AIM:
Could you output the records as a two-column CSV with the headers record_text and record_answer, starting at the line containing "Objective - one point per instance of the dirt" and ending at the last of the records? Use one row per record and put each value in a quoted field, with line breaks replaced by spaces.

#### DATASET RECORDS

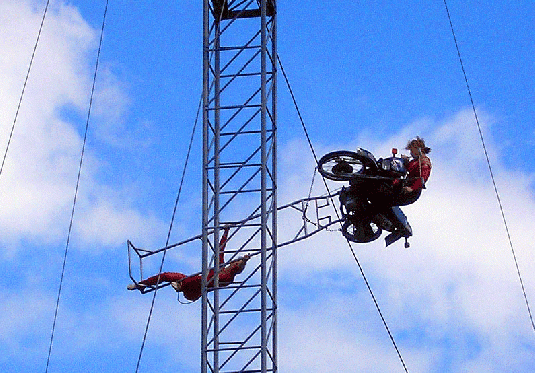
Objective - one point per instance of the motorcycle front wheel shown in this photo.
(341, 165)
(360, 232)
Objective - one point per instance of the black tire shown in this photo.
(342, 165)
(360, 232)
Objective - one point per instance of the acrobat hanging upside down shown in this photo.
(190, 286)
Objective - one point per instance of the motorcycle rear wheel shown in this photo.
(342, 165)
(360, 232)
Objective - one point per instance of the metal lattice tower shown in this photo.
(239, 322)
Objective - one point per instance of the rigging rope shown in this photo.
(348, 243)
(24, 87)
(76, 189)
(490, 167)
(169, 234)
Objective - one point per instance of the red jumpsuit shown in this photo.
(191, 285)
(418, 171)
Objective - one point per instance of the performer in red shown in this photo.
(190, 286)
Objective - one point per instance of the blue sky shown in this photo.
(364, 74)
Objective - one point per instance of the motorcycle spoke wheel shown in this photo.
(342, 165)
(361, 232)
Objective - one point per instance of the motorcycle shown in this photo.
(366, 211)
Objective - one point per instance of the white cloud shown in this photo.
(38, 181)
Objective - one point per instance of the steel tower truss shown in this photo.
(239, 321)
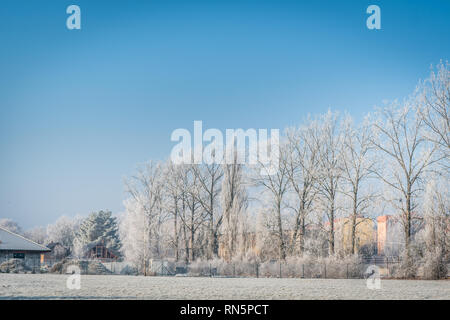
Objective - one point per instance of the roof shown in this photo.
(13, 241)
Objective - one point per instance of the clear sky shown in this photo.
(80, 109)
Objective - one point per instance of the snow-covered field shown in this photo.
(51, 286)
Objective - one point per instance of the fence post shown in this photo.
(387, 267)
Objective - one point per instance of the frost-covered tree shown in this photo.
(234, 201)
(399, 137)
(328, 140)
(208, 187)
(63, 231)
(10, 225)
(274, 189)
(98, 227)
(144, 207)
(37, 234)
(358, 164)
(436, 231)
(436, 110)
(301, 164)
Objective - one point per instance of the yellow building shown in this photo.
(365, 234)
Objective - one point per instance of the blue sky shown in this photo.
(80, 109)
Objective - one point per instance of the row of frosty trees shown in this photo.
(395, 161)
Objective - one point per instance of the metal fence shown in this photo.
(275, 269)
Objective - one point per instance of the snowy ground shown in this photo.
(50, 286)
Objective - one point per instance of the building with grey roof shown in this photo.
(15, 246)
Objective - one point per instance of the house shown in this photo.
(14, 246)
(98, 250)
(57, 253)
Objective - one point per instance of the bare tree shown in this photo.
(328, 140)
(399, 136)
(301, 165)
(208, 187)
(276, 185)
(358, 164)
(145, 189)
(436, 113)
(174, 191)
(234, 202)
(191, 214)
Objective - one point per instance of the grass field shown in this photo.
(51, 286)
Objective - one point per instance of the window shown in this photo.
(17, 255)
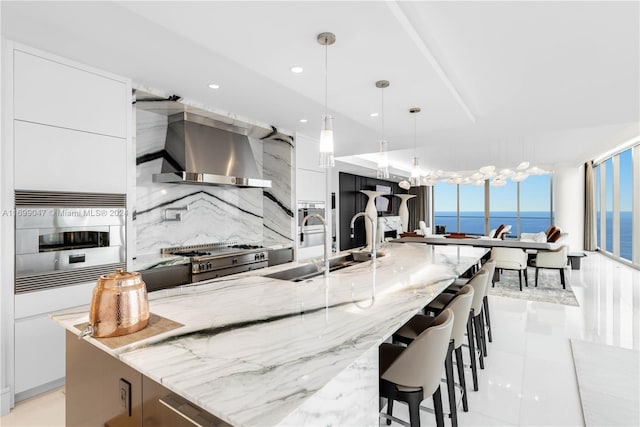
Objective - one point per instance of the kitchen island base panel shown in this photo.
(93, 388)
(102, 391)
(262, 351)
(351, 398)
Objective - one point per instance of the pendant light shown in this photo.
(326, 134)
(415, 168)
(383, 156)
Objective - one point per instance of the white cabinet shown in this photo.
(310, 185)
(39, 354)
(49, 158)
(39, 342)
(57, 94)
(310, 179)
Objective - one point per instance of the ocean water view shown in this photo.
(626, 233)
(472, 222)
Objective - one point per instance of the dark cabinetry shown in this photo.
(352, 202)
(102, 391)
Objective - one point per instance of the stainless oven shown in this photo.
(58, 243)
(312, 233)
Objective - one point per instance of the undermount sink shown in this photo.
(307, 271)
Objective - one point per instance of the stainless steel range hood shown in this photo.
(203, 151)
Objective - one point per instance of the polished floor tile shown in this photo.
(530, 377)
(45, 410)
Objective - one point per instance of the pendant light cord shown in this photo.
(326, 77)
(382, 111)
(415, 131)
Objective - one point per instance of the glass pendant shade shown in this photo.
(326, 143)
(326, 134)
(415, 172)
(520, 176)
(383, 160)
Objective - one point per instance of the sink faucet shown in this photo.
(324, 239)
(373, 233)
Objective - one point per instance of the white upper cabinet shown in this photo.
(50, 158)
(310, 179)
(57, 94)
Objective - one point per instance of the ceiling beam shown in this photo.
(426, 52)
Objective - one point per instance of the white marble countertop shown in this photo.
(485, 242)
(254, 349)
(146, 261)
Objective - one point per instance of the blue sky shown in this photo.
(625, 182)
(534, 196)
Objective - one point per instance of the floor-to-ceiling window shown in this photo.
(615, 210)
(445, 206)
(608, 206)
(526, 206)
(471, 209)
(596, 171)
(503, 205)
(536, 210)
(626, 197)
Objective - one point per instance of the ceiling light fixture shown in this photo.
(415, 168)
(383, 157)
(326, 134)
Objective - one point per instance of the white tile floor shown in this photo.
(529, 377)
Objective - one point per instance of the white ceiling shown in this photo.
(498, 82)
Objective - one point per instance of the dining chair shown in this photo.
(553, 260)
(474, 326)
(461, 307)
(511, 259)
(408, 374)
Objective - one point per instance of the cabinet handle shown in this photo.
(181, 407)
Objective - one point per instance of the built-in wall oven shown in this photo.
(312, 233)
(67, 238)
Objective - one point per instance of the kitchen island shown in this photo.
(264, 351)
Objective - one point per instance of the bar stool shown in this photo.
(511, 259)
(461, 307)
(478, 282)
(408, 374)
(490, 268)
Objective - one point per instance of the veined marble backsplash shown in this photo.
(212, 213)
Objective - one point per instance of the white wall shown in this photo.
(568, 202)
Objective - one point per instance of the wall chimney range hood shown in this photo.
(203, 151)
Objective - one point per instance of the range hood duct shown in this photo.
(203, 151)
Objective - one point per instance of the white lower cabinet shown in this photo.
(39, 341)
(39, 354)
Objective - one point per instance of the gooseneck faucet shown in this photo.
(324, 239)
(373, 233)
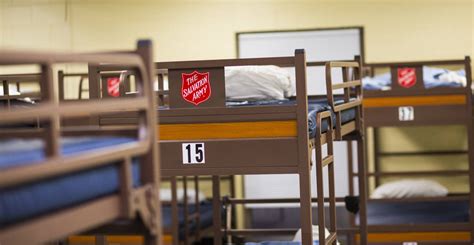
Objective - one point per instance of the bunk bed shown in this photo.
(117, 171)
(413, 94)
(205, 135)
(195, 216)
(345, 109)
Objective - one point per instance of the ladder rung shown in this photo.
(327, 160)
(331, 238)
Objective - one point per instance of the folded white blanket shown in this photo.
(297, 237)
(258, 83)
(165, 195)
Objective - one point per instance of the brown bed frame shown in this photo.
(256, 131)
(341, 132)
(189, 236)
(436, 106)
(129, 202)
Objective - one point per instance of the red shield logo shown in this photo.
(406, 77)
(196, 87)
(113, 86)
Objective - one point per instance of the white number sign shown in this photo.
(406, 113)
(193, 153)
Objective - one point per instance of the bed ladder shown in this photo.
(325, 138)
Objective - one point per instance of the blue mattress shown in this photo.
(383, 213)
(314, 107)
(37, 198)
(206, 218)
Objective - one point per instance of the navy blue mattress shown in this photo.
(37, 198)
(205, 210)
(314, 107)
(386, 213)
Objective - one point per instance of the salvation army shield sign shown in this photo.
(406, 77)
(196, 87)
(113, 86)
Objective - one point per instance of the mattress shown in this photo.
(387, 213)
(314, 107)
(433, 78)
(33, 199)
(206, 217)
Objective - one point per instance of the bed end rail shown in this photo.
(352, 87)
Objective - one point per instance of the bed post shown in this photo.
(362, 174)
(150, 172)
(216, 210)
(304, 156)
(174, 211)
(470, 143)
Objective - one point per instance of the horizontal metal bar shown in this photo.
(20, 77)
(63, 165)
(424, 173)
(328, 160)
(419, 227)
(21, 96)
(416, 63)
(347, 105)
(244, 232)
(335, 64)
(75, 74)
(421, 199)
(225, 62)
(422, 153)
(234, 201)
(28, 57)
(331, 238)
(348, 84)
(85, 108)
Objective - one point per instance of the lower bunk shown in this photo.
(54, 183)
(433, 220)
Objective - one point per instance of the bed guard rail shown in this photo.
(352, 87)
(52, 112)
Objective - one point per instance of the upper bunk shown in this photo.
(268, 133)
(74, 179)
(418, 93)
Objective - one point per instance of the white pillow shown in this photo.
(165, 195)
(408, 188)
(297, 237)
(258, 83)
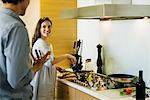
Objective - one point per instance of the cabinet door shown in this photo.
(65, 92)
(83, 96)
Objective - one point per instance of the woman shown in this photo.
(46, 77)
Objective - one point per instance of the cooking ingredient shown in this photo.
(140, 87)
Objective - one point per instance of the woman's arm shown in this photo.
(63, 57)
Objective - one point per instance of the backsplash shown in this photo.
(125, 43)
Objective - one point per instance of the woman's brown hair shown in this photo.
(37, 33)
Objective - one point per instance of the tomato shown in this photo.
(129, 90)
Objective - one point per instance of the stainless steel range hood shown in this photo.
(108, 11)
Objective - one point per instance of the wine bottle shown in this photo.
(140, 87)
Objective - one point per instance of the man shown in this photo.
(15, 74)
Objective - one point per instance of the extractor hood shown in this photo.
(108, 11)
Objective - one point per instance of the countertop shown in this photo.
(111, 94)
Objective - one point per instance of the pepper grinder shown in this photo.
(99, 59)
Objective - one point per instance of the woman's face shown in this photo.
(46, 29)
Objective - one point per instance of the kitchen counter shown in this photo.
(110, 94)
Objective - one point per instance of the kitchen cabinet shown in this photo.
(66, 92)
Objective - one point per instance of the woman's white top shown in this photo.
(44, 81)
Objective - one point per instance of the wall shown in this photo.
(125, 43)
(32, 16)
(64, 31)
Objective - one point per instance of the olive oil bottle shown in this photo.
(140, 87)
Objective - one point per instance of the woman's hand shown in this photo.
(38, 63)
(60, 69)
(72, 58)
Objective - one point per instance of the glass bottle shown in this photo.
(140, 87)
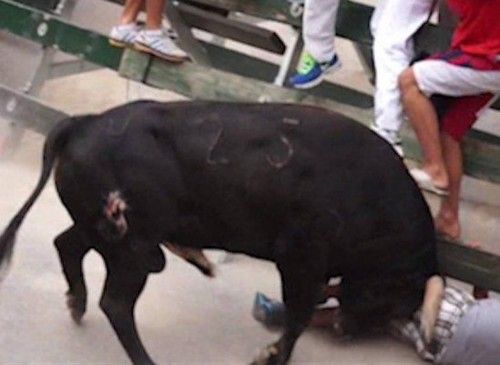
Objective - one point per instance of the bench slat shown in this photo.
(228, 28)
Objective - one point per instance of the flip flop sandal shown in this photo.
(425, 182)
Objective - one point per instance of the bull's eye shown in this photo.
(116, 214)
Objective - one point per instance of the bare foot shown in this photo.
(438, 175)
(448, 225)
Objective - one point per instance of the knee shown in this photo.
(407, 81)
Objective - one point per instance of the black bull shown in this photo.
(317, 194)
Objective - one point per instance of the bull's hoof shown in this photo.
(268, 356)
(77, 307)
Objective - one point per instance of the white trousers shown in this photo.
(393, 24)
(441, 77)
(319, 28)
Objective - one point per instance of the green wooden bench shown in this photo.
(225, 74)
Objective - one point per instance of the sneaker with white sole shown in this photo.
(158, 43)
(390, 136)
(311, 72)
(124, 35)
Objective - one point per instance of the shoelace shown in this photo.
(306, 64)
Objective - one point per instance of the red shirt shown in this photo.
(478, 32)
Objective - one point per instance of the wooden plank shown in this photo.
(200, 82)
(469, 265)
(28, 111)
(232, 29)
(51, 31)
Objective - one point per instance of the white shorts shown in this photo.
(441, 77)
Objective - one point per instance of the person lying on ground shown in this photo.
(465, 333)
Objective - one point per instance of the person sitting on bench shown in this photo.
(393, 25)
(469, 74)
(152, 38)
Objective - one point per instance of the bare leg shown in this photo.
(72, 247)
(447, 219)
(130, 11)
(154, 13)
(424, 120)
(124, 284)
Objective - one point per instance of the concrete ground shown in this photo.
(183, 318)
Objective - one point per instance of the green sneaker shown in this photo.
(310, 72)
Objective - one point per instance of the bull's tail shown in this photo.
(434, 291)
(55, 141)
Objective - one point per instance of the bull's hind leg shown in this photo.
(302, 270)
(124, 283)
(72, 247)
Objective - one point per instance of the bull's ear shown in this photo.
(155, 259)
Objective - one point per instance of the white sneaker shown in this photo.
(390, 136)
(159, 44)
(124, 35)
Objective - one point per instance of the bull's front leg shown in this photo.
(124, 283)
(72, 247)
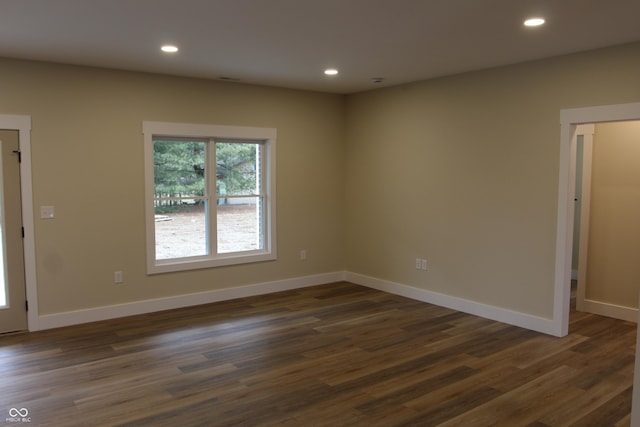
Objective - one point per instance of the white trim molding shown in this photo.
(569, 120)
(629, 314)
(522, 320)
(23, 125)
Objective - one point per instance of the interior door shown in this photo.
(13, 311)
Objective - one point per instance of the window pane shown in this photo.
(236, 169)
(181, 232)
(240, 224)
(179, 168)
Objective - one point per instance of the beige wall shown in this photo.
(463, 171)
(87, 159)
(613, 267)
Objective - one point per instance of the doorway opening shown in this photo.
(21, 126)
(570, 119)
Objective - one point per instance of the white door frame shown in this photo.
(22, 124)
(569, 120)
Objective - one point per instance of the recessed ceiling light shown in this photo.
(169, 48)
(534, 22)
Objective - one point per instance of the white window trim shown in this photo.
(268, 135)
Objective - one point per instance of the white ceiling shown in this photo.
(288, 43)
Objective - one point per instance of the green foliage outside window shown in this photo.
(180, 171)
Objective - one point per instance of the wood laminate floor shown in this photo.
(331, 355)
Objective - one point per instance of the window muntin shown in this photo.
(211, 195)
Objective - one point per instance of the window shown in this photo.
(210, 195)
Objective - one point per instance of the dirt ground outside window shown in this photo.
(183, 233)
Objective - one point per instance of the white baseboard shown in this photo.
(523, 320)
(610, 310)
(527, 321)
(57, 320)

########

WORKED SOLUTION:
record_text,record_answer
"Objective - one point per instance of the dirt ground outside window shown in this photo.","(183, 233)"
"Objective - one point per instance of the white baseboard shown in this photo.","(523, 320) (610, 310) (527, 321) (57, 320)"